Supplied text:
══════════════════════════════

The ctxob relation captures the orderings required from context changing and synchronising operations, without trying to capture the full extent of the relaxed behaviours. As such, these orderings are likely to be incomparable to the real semantics.

**Speculation** The first guarantee we see is that context changes and synchronisation should not happen speculatively. Speculative context changes may end up creating translation table roots and therefore translation table walks using unreachable writes (§8.5.5). To prevent this we ensure that context changing operations only happen once they are non-speculative, by enforcing speculative; [MSR] in ob. Forbidding speculative execution of context synchronisation is done through the inclusion of speculative; [CSE] in ob.

**Context synchronising** A context synchronisation event (such as an ISB or ERET instruction) should ensure that program-order earlier context-changing events are seen by program-order later instructions. Microarchitecturally this is achieved by having context-synchronisation events flushing the pipeline, restarting all program-order later instructions. For now this effect seems fixed in the architecture (§8.7), and so we get [CSE]; instruction-order in ob subsuming the earlier ISB orderings.

══════════════════════════════

Data listing:
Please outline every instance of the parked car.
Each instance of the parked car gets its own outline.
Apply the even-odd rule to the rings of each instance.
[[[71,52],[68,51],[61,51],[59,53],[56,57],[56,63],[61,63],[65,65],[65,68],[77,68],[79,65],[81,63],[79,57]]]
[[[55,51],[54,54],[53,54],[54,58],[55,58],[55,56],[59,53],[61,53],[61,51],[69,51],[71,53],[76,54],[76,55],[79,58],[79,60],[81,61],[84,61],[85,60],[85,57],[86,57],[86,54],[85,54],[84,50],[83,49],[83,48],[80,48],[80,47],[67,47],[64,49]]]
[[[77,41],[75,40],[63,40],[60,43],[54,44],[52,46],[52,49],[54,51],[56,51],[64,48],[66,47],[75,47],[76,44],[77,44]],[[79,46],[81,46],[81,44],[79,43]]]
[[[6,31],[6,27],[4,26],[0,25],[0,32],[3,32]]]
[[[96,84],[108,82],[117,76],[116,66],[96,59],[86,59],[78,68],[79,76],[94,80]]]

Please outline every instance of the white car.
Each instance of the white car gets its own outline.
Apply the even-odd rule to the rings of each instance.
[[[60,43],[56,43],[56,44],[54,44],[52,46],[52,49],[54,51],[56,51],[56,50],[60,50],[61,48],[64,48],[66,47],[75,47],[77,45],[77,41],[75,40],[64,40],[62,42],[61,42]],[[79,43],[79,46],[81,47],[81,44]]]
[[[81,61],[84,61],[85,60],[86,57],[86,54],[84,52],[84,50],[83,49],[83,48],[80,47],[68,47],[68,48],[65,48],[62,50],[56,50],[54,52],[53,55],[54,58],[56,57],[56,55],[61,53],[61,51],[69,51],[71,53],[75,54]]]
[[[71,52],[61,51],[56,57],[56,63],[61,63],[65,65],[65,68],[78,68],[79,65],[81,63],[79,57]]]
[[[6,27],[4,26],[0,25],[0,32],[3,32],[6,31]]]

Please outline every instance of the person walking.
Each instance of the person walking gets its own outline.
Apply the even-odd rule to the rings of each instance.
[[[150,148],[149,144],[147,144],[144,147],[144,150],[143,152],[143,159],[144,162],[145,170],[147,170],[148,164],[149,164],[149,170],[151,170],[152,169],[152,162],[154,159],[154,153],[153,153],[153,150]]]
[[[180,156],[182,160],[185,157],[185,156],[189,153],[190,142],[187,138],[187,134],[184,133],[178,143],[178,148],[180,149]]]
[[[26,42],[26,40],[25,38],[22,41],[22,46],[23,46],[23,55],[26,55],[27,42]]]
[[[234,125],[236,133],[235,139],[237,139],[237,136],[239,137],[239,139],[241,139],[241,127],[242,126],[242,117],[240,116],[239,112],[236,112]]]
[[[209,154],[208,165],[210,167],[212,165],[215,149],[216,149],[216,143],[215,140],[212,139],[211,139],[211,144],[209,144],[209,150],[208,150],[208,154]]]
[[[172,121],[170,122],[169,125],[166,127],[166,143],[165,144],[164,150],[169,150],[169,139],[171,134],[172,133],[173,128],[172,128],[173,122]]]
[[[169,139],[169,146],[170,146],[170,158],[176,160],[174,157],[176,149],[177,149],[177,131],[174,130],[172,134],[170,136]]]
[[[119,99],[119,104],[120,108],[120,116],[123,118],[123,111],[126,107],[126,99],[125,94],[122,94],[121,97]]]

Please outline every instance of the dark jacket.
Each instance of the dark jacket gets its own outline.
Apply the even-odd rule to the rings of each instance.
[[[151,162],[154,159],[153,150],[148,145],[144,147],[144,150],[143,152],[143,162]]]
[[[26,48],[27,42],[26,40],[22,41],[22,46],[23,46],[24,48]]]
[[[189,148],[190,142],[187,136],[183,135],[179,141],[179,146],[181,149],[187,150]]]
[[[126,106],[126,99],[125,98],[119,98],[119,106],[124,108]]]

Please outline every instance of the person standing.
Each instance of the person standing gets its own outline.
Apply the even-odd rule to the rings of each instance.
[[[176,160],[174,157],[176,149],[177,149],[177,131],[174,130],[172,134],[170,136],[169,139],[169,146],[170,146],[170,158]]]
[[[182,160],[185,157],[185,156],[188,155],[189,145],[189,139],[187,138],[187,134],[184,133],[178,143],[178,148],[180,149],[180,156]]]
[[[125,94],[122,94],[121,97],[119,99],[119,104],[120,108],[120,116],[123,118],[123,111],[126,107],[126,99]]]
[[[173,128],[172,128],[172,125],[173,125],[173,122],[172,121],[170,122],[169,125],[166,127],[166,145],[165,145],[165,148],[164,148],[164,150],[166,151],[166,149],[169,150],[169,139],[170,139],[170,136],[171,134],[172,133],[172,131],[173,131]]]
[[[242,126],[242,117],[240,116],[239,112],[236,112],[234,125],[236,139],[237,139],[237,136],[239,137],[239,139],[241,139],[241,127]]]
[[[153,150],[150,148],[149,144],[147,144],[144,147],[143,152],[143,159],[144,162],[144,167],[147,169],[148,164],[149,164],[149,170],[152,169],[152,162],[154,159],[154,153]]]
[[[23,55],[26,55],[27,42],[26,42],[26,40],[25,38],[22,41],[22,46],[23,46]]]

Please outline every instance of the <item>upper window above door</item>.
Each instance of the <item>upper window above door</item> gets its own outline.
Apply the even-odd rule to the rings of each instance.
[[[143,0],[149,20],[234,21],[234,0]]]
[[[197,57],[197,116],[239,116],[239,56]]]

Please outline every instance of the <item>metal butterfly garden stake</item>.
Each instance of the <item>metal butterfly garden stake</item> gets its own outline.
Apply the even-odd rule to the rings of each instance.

══════════════════════════════

Exercise 1:
Answer these about the text on context changes and synchronisation, one line per answer, marked to match.
(a) What does the ctxob relation capture?
(b) Which two instructions are named as examples of a context synchronisation event?
(c) What is included in ob to forbid speculative execution of context synchronisation?
Exercise 2: Write what comes next in the text on context changes and synchronisation, picking up after its last sentence.

Exercise output 1:
(a) The orderings required from context changing and synchronising operations.
(b) ISB and ERET.
(c) speculative; [CSE]

Exercise output 2:
To ensure that context changes are seen after the synchronisation we include [ContextChange]; po; [CSE], and the union of these two relations ensures the context change is ordered before any program-order later events.

**Exceptions** Taking and returning from exceptions are context synchronising (§8.7), and so those are captured by the previous clauses. However, translation reads of a lower exception level should not satisfy during execution at a higher exception level. We over approximate this with po; [ERET]; instruction-order; [T] ensuring all translation reads after an ERET wait.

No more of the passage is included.